What to work on:
Pick out each line of the data below that contains the word "wheel".

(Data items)
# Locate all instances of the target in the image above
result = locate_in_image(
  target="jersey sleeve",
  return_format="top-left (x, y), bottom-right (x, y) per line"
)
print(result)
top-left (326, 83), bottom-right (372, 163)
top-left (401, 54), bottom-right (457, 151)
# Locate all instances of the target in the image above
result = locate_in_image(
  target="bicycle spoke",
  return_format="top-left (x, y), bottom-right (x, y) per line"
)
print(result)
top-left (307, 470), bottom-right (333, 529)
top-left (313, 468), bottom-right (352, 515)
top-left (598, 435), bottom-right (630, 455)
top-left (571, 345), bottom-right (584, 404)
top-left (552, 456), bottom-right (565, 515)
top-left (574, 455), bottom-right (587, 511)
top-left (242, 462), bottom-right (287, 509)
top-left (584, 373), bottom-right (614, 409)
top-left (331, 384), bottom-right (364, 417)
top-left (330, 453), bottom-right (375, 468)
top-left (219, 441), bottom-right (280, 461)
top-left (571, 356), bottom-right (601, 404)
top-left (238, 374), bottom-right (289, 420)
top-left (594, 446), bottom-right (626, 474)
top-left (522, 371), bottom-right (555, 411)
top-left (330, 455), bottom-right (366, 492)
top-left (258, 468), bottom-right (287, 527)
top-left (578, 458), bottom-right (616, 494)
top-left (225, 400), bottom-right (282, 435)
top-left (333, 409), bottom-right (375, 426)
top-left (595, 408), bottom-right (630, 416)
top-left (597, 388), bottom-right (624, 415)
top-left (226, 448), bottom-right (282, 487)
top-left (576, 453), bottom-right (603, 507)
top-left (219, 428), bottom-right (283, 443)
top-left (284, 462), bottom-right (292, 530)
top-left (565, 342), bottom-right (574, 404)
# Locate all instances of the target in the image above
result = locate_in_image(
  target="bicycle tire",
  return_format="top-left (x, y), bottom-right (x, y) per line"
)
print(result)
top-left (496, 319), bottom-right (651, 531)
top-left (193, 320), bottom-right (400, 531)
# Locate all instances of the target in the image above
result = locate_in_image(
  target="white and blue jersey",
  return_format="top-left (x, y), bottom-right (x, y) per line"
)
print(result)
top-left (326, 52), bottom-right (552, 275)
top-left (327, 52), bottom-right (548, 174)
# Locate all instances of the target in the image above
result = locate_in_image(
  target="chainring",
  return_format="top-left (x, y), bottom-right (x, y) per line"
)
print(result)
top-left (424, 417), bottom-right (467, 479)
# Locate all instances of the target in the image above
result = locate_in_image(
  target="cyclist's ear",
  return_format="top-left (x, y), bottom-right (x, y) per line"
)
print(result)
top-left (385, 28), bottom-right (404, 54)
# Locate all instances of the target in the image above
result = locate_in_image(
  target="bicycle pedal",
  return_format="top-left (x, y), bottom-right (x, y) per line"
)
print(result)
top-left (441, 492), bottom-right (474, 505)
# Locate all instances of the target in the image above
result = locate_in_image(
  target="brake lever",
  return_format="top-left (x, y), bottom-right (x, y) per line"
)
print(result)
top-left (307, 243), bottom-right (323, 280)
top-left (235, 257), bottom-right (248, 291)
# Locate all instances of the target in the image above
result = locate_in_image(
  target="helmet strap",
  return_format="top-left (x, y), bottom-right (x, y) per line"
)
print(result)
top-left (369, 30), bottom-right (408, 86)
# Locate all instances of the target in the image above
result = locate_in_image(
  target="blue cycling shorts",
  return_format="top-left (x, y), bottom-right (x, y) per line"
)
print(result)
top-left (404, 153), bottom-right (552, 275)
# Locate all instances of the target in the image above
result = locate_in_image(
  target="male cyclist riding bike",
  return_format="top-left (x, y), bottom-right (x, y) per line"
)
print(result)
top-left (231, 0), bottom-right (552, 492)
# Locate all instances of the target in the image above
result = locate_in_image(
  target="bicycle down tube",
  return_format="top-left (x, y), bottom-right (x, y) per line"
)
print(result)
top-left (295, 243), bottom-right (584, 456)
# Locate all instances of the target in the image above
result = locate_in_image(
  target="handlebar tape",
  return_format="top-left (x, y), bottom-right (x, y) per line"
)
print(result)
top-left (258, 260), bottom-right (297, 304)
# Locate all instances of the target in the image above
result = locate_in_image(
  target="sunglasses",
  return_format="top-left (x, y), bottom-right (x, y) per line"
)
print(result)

...

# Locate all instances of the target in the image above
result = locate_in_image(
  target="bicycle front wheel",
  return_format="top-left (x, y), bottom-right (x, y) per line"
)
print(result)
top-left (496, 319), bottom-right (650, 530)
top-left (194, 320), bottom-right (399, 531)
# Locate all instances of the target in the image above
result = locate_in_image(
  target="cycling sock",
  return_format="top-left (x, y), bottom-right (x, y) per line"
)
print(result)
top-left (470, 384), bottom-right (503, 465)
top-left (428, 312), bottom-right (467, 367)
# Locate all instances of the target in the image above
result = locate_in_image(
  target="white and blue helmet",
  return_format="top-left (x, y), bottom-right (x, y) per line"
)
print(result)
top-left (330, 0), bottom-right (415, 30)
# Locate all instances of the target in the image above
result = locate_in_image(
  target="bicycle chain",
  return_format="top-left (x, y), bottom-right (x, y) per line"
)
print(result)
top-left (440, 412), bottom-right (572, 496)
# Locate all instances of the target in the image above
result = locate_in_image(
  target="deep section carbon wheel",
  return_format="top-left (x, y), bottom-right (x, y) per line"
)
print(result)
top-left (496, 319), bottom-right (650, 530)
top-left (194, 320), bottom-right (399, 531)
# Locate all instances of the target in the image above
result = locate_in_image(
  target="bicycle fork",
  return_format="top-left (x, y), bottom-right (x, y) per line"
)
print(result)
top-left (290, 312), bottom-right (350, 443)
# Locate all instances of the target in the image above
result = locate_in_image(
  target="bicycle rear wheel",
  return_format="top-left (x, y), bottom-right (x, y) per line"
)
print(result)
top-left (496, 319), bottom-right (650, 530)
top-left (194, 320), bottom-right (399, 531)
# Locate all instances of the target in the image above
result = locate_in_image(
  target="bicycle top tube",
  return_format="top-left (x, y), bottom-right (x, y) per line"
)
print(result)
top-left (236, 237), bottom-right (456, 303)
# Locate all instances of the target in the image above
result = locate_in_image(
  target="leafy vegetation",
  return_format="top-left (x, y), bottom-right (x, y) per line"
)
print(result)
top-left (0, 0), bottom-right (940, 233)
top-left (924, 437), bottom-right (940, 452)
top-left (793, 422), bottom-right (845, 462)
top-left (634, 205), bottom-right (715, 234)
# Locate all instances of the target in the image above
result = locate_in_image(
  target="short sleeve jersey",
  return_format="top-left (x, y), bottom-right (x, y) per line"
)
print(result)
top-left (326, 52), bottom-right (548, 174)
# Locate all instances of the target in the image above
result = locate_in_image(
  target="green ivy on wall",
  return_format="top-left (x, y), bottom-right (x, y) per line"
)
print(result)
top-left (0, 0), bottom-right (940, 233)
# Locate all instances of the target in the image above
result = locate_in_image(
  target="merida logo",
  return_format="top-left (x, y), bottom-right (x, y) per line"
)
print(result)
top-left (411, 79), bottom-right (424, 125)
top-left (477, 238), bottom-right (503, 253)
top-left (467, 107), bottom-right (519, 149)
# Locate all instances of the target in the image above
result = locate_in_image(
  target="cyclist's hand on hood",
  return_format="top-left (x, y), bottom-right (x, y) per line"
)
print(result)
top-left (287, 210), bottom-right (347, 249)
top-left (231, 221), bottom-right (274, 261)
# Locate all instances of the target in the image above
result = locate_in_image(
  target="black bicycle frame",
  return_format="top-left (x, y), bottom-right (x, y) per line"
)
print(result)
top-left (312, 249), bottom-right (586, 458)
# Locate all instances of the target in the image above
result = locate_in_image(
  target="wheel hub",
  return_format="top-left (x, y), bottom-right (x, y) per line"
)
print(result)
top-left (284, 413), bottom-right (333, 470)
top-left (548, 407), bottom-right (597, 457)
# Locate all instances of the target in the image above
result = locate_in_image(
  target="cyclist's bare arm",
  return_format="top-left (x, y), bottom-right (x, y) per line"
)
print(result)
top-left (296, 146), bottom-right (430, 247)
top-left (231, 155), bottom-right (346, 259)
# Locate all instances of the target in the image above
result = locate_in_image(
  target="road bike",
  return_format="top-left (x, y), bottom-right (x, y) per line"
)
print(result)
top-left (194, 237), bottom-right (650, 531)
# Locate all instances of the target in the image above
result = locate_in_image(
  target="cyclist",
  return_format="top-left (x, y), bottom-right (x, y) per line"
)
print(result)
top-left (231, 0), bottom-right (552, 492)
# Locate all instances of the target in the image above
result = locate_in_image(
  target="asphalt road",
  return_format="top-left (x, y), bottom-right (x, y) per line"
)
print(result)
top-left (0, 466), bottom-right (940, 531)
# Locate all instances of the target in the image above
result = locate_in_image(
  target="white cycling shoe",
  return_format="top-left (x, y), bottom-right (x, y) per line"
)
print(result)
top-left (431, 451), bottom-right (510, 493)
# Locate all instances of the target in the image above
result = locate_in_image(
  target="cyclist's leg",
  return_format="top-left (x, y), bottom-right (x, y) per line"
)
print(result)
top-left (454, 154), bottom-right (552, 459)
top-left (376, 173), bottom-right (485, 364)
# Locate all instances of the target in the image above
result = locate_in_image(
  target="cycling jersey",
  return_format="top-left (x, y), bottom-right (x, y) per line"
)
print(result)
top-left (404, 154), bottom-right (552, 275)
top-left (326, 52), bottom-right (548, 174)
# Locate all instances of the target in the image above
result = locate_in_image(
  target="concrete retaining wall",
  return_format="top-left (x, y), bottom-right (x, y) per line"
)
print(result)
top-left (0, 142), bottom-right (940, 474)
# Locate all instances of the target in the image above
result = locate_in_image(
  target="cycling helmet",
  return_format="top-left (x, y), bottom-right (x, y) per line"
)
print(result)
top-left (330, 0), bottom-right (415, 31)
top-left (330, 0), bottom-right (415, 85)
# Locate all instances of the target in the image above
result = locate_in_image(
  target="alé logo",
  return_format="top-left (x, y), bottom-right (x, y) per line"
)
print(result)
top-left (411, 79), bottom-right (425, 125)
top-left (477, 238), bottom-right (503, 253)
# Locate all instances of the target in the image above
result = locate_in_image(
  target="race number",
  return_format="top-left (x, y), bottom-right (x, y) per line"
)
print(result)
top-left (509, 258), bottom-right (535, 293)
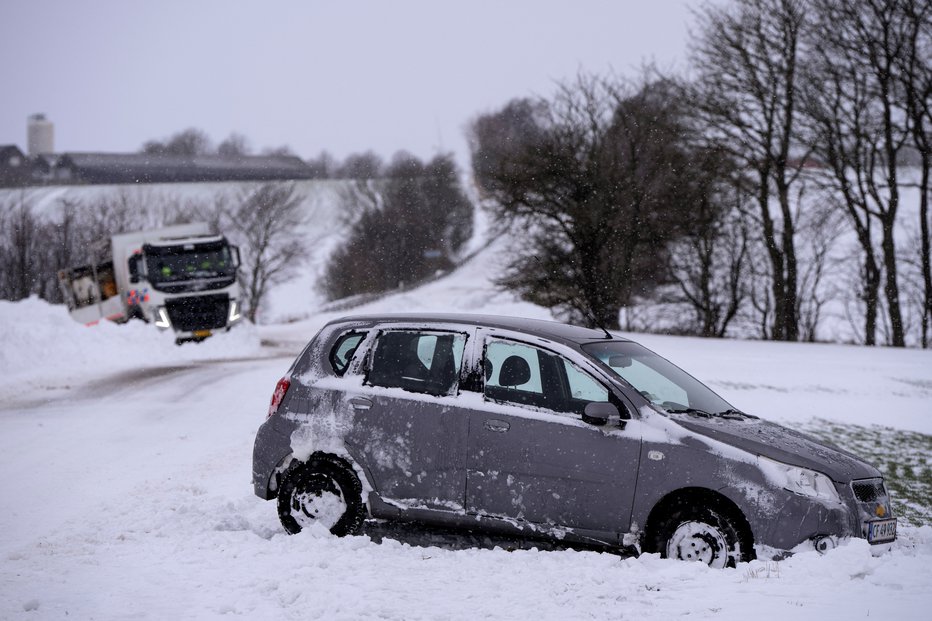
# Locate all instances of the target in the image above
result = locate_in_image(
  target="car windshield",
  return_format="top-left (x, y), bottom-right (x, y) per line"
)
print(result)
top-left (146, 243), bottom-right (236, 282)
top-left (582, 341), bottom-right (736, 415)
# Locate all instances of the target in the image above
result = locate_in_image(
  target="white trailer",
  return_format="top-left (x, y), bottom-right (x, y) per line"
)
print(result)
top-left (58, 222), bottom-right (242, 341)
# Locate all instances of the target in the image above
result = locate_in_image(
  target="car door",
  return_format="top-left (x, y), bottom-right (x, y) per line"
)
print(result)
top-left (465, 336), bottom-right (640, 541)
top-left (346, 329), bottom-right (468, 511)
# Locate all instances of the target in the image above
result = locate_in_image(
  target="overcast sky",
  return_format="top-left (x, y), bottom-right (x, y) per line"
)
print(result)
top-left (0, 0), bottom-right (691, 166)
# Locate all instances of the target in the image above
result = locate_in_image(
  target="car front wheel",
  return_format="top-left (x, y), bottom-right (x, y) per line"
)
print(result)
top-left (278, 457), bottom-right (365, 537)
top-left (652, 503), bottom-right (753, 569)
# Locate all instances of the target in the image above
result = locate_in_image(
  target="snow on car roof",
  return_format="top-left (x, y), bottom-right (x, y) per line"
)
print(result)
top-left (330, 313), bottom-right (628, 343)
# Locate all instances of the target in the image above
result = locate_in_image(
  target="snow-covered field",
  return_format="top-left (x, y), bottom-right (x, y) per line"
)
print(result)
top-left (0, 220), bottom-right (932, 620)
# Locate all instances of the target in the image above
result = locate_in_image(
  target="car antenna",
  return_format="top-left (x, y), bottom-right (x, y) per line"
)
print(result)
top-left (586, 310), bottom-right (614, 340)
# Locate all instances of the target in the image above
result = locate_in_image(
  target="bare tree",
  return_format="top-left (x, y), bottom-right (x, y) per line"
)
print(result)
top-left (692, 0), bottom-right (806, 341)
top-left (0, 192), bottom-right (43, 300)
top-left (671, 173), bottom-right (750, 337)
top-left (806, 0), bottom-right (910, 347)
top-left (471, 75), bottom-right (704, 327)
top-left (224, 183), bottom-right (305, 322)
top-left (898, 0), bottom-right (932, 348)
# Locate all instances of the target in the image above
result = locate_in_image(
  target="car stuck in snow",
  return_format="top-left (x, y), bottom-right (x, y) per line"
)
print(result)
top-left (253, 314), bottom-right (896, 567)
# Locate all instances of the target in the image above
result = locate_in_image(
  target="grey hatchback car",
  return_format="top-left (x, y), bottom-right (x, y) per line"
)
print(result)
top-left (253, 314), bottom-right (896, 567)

* * *

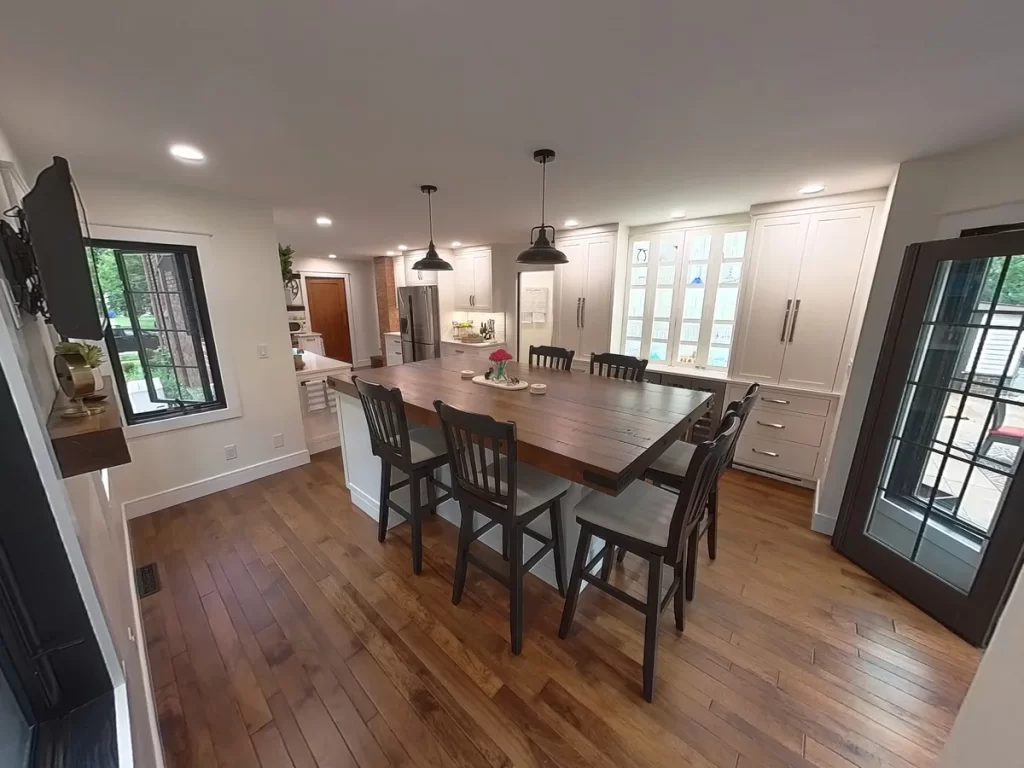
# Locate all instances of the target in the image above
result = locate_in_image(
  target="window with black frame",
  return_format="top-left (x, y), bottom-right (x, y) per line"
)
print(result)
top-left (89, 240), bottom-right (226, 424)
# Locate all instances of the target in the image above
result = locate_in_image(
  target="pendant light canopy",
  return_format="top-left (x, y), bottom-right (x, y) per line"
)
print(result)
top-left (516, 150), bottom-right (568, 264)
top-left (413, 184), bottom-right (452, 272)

Answer to this problem:
  target="bicycle front wheel",
  target="deep section carbon wheel",
  target="bicycle rear wheel",
  target="wheel hub",
  target="car front wheel",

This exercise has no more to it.